■ **Task prompt**
Transcribe the records below exactly as they appear, omitting any pictures.

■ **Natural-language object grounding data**
= Beginning of Section =

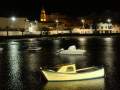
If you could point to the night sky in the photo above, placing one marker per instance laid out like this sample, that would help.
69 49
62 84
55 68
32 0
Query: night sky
31 8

= End of Section =

■ **Worked solution**
If you could point to the night sky in the photo above, placing one marker per instance laid out like this sample, that would help.
69 49
62 84
55 68
32 0
Query: night sky
31 8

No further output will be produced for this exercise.